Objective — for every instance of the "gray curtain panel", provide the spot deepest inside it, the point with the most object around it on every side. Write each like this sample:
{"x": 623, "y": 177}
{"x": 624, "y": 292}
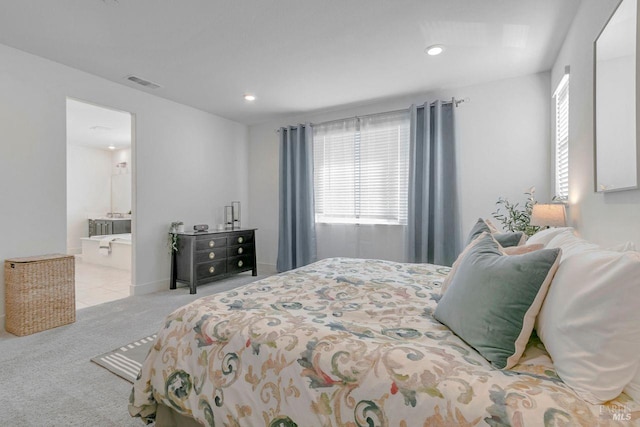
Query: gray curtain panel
{"x": 433, "y": 229}
{"x": 297, "y": 230}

[Aim of the task]
Without any pictures, return the material above exactly.

[Written response]
Objective — for every instance of the "gray curtain panel", provide the spot deepest inside it, the point with the most object around it on every side. Write each like this sample:
{"x": 623, "y": 177}
{"x": 624, "y": 292}
Query: gray curtain panel
{"x": 433, "y": 229}
{"x": 297, "y": 230}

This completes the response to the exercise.